> DEINE ANWEISUNGEN: Entnimm dem Auszug über die Unterstützung der Tarifparteien wörtlich die Stelle, die mit „Herr Gürth, Sie“ beginnt und sich bis einschließlich „die das unterstützt.“ fortsetzt.

> AUSZUG:
▶

Herr Gürth, Sie haben etwa sechs- bis siebenmal gesagt, man müsse die Tarifparteien dabei unterstützen, vernünftige und faire Lösungen auszuhandeln. Schuldig geblieben sind Sie aber die Antwort, wie Sie sich das vorstellen. Wie wollen Sie die denn unterstützen, um ein solches Resultat zu erreichen?
Da gibt es so viele Möglichkeiten, dass der heutige Tag nicht ausreicht, um sie aufzuzählen. Ich will Ihnen nur einige wenige Beispiele nennen. Das Erste ist die prinzipielle Bereitschaft, die Vereinbarungen der Tarifvertragsparteien, wenn es von den Tarifvertragsparteien gefordert wird, für allgemeinverbindlich zu erklären.
Dazu sage ich ganz klar: Dies hat Wirtschaftsminister Dr. Haseloff eineindeutig getan. Das ist eine klare Aussage, die das unterstützt.

◀

> ANGEZEIGTE DATEN:
▶

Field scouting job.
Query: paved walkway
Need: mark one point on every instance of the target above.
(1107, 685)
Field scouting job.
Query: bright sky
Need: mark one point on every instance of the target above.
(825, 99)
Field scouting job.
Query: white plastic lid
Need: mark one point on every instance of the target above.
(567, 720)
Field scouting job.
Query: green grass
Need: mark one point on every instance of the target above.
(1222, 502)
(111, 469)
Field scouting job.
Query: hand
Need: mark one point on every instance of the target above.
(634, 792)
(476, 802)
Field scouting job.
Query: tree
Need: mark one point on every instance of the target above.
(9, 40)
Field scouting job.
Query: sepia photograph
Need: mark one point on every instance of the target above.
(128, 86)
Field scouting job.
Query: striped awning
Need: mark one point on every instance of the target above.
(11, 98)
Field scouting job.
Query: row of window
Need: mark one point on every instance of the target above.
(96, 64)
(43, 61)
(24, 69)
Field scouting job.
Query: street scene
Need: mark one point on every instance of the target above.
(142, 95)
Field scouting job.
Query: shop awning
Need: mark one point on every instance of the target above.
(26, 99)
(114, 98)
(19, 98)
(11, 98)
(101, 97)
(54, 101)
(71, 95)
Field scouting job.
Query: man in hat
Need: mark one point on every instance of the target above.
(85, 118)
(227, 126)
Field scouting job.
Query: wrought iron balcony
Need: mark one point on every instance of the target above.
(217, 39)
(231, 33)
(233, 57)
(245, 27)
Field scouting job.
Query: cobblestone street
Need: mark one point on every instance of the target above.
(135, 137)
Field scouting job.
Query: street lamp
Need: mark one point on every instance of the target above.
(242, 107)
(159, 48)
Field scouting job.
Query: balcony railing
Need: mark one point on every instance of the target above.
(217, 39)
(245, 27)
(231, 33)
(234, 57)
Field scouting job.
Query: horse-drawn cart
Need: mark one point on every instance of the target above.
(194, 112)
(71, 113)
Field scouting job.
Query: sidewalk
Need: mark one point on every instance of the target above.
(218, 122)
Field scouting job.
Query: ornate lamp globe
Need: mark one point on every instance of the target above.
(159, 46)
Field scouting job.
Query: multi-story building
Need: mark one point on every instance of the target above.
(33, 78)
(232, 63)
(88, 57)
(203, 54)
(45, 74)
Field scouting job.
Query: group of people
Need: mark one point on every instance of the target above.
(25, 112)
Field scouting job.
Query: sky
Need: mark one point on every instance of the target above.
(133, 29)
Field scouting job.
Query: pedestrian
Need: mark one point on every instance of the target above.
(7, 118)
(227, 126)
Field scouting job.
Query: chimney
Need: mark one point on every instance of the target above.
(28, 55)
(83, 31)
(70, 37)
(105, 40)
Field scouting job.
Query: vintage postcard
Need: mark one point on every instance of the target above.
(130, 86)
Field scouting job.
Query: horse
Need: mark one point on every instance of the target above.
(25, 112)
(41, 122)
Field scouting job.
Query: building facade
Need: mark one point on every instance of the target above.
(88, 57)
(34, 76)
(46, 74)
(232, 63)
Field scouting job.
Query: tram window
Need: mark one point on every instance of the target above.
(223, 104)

◀

> ANTWORT FOLGT:
Herr Gürth, Sie haben etwa sechs- bis siebenmal gesagt, man müsse die Tarifparteien dabei unterstützen, vernünftige und faire Lösungen auszuhandeln. Schuldig geblieben sind Sie aber die Antwort, wie Sie sich das vorstellen. Wie wollen Sie die denn unterstützen, um ein solches Resultat zu erreichen?
Da gibt es so viele Möglichkeiten, dass der heutige Tag nicht ausreicht, um sie aufzuzählen. Ich will Ihnen nur einige wenige Beispiele nennen. Das Erste ist die prinzipielle Bereitschaft, die Vereinbarungen der Tarifvertragsparteien, wenn es von den Tarifvertragsparteien gefordert wird, für allgemeinverbindlich zu erklären.
Dazu sage ich ganz klar: Dies hat Wirtschaftsminister Dr. Haseloff eineindeutig getan. Das ist eine klare Aussage, die das unterstützt.